- [TEXTE DU DOCUMENT]
______
Chaque collecteur a pu établir le niveau d’ancienneté de chaque œuvre par la mesure du nombre de générations l’ayant connue et utilisée. Un objet manié par les grands-parents a plus de 40 ans, un objet qui provient d’arrières-grands parentsest donc vieux de 50 à 70 ans ; il est ainsi nécessaire de pouvoir remonter sur plus de 5 à 6 générations afin de dater un objet ayant plus de 120 ans.
Chaque objet présenté dans cette exposition par la Galerie Frémeaux & Associés a donc servi dans son rôle spirituel ou coutumier. Des objets ayant entre 40 et 120 ans peuvent-ils être qualifiés d’art primitif tribal ?
En Afrique une ancienneté de 150 à 300 ans est nécessaire pour que l’objet n’ait pas subi une forme d’« acculturation » ou d’« enrichissement » liée à la rencontre entre la civilisation tribale et l’Occident pour pouvoir parler d’art premier. Bien que l’Insulinde ait commencé à entretenir des relations avec l’Occident vers le XVème siècle et fut un comptoir pour la Compagnie Hollandaise des Indes, l’ancien Timor, comme la Papouasie, a conservé son identité culturelle tribale et n’a pas connu de transformation liée à la mondialisation. A ce jour, le Timor n’offre toujours pas d’infrastructures touristiques.
Au-delà de la force esthétique des objets, cette exposition intéressera toute personne sensible à l’histoire de l’art. Il suffit d’être allé dans n’importe quel musée d’art occidental pour voir combien tous les mouvements d’art du XXème siècle, de Picasso à l’art brut, sont les héritiers volontaires ou non de l’art tribal d’une grande majorité des ethnies du monde entier. La Galerie Frémeaux & Associés présentera en simultané une sélection d’estampes modernes choisies parmi son fonds de 3000 gravures et lithographies des grands maîtres du XXème siècle.
Ces quarante objets ethniques issus du Sud-est de l’Indonésie, des îles de la Sonde et de la Papouasie, sont des exemples de la force de l’expressivité artistique que l’art primitif révèle aujourd’hui à toute l’humanité.
______
- [LIGNES FOURNIES]
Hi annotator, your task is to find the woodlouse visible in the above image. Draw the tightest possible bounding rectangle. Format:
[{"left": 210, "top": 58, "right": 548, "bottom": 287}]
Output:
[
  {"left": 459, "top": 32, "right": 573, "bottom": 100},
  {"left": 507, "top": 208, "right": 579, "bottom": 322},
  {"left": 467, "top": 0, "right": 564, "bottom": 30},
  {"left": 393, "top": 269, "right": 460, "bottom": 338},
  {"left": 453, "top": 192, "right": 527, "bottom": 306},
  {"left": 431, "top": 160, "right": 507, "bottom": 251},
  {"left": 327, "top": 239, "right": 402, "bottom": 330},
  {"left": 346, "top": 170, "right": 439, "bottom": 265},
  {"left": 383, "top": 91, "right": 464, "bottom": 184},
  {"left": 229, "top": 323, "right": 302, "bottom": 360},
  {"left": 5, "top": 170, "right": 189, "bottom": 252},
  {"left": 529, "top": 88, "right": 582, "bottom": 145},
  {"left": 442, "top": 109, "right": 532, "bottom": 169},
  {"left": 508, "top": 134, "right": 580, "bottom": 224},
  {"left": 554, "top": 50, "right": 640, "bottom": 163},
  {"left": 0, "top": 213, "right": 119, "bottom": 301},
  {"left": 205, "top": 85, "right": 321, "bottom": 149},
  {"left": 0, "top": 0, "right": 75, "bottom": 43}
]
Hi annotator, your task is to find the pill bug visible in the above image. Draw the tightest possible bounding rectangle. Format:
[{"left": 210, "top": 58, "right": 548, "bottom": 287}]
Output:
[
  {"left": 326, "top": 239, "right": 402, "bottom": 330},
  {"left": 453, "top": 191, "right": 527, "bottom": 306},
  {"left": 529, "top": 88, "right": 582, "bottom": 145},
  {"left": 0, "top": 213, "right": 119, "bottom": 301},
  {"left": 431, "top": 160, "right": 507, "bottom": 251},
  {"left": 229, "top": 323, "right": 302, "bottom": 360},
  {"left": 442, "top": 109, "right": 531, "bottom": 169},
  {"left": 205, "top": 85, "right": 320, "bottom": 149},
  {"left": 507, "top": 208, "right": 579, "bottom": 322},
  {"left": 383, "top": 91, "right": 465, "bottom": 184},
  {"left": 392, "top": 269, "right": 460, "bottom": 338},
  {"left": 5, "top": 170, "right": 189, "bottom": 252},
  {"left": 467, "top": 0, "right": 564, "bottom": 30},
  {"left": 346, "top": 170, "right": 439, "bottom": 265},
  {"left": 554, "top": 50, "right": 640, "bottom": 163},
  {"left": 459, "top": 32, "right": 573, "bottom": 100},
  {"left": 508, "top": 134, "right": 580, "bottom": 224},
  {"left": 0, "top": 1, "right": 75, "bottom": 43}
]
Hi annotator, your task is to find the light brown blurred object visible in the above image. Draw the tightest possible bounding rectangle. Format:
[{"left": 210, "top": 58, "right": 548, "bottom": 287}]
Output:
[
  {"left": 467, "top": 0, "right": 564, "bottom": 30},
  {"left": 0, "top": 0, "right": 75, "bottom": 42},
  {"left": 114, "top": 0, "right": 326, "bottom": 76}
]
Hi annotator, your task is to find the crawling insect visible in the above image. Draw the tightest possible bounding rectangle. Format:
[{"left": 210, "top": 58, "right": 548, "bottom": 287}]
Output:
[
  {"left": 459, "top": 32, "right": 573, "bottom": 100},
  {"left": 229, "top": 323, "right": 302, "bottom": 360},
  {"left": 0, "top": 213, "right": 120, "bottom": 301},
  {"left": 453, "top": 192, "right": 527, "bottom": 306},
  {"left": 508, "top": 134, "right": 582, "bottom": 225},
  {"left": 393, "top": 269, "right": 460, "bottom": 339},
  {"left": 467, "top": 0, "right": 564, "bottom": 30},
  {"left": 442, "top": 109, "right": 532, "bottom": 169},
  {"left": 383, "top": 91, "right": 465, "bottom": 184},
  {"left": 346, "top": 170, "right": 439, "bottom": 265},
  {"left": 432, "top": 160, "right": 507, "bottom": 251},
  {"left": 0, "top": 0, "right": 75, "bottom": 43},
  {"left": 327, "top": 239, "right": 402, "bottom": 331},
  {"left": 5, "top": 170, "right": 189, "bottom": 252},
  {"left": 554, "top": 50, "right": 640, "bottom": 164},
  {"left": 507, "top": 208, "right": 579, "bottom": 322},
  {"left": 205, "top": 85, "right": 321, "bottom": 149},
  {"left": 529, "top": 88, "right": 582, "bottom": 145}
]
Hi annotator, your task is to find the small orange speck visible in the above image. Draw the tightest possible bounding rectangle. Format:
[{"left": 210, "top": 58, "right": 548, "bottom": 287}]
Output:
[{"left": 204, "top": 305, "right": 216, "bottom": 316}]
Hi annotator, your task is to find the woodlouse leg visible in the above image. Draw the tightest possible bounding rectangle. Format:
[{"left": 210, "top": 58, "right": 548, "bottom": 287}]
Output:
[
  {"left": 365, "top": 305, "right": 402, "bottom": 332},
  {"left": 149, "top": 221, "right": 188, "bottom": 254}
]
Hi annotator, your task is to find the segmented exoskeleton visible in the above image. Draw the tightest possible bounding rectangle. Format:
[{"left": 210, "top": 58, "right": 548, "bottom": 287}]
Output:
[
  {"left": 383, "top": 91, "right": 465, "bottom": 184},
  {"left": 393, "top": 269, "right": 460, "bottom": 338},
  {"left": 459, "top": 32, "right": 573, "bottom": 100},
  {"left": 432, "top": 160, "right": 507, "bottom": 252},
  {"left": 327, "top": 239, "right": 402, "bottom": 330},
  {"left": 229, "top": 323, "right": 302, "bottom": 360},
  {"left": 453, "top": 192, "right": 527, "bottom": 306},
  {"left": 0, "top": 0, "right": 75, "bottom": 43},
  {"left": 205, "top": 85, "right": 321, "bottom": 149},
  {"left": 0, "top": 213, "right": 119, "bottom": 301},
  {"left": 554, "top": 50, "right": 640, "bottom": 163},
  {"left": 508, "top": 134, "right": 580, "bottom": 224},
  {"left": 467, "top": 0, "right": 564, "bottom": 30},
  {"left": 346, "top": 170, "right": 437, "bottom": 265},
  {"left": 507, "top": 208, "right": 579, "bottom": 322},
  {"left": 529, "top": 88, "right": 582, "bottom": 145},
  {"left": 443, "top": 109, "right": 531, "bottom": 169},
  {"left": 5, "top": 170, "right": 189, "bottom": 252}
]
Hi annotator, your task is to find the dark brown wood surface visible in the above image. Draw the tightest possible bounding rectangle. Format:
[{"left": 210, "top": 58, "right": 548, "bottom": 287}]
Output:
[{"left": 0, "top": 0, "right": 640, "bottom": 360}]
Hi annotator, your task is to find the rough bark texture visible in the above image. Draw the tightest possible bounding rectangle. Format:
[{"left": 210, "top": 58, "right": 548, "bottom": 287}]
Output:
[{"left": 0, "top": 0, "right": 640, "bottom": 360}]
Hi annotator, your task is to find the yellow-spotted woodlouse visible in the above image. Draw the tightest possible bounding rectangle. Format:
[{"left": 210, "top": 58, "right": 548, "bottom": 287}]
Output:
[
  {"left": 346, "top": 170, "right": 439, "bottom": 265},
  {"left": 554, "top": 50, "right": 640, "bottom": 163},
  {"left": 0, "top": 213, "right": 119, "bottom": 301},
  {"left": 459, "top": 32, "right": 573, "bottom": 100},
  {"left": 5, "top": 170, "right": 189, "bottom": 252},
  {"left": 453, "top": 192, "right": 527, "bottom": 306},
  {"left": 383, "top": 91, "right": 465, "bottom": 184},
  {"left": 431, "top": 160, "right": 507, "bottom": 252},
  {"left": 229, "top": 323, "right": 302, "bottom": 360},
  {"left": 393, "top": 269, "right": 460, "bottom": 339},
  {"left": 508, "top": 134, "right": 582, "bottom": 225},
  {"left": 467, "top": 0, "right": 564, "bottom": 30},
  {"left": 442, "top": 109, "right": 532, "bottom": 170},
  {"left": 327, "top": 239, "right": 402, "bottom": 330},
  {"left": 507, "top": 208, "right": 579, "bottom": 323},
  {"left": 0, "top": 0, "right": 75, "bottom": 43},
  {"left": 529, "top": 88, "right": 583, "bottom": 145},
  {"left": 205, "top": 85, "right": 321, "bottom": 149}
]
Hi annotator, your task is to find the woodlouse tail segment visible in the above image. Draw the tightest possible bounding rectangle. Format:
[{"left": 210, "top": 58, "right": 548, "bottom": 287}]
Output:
______
- [EXERCICE 1] Pour chaque affirmation, dites si le texte sur l'exposition d'objets tribaux la confirme, par oui ou par non, et citez à l'identique les mots du texte qui tranchent. (a) L'exposition réunit quarante objets. (b) Le Timor possède aujourd'hui des infrastructures touristiques. (c) La galerie dispose d'un fonds de 5000 gravures et lithographies.
- [EXERCICE 2] Combien de lignes contiennent la chaîne « bounding » ? Répondez seulement par le nombre.

- [RÉPONSE 1]
(a) Oui : « Ces quarante objets ethniques issus du Sud-est de l’Indonésie »
(b) Non : « A ce jour, le Timor n’offre toujours pas d’infrastructures touristiques »
(c) Non : « son fonds de 3000 gravures et lithographies »

- [RÉPONSE 2] 11